Podany tekst:
※
2/23/2013

Ekranizację poproszę (I)


Zdarzyło się wam, że podczas czytania książki układa wam się w głowie scenariusz do filmu? Że kończąc akapit czy rozdział macie przed oczami ciąg genialnych scen? Owcy się zdarza, choć przyzna, że nieczęsto. I zrobiła sobie taką małą listę tytułów, które chciałaby zobaczyć na wielkim (lub małym) ekranie.


#1# Złodziejka książek
Bo jeśli na owczym blogu pojawia się zbitek słów "geniusz" i "książka" Zusaka po prostu nie może zabraknąć.
Niełatwo przechodzi mi przez gardło słowo "arcydzieło" i rzadko kiedy literaturę piękną mogę z ręką na sercu nazwać "piękną". Ale w tym przypadku nic innego nie przychodzi mi do głowy. Jedna z tych powieści, które za n lat dzieciaki będą czytać w szkołach, tego Owca jest pewna (choć nie wiem, czy bardziej mnie to cieszy, czy smuci).
Z drugiej strony nie jestem pewna, na ile cały urok oryginału da się przenieść na ekran, pic w tym, że wiele zależy od stylu Zusaka, który już w pierwszej powieści (Moje tak zwane życie) wyróżniał się na tle pozostałych autorów młodzieżówek. Nic to, Owca trzyma kciuki i wierzy, że prędzej czy później, ktoś się zadania podejmie.
※
Dostarczone dane:
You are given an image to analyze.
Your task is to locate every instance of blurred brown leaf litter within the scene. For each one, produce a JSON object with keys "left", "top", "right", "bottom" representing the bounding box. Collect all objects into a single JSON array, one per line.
※
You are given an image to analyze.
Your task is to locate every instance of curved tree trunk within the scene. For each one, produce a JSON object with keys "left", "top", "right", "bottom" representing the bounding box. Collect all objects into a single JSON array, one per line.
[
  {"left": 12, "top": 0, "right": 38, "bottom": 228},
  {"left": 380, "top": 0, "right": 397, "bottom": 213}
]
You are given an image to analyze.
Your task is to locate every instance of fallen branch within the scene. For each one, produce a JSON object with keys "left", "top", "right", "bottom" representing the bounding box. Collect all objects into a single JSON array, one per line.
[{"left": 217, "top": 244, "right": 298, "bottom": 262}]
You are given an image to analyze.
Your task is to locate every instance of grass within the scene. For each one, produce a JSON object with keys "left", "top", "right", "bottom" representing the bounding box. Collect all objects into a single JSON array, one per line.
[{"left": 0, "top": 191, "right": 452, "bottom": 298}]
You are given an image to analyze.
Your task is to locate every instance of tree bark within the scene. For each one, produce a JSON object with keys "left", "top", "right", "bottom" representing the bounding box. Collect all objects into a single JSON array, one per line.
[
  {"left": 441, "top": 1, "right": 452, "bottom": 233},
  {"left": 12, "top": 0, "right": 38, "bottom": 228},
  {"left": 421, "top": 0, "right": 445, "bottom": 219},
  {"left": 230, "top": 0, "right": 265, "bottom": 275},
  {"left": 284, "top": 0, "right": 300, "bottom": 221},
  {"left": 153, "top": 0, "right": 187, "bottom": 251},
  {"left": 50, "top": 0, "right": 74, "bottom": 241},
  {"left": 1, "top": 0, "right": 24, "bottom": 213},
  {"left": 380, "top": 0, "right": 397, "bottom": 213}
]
※
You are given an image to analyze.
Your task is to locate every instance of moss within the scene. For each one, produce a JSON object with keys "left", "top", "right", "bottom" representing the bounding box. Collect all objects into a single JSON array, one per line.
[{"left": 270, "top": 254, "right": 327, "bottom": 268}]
※
Polecenie: Kontynuuj wpis o książkach, które warto byłoby zekranizować, zaczynając zaraz po jego ostatnim zdaniu.

Wynik ćwiczenia:
Powstał za to trailer powieści - cudny trailer, malutki przedsmak tego, czego można by się spodziewać po adaptacji. 

#2# Cień wiatru
Bo to cudowna powieść jest. Słodko-gorzka, intrygująca, wciągająca, z pięknymi wątkami miłosnymi, z cudownie skonstruowaną intrygą, świetnie wykreowanymi, żywymi postaciami, szczyptą grozy, a to wszystko z powojenną Barceloną w tle... Pomyślcie o pierwszym z brzegu elemencie niezbędnym, do nakręcenia dobrego filmu - Zafón to wszystko ma. Jeśli dobrze kojarzę zresztą, autor zawodowo zajmuje się też pisaniem scenariuszy. I czasem mam wrażenie, że umiejętności z filmowego podwórka przenosi na swoją prozę. Cień czytałam dobre trzy lata temu, ale wiele scen wciąż mam przed oczami.
Szczerze mówiąc jestem zaskoczona, że do tej pory żadnej filmowej adaptacji zafónowej twórczości nie było - bo te powieści proszą się o wersję kinową.

#3# Dom zagubionych dusz
Co prawda moje ostatnie spotkanie z Cottamem skończyło się na zgrzytaniu zębami i rzuceniu książki w kąt. Ale wciąż, Dom zagubionych dusz to jedna z najlepszych ghost stories jakie czytałam w ostatnich latach.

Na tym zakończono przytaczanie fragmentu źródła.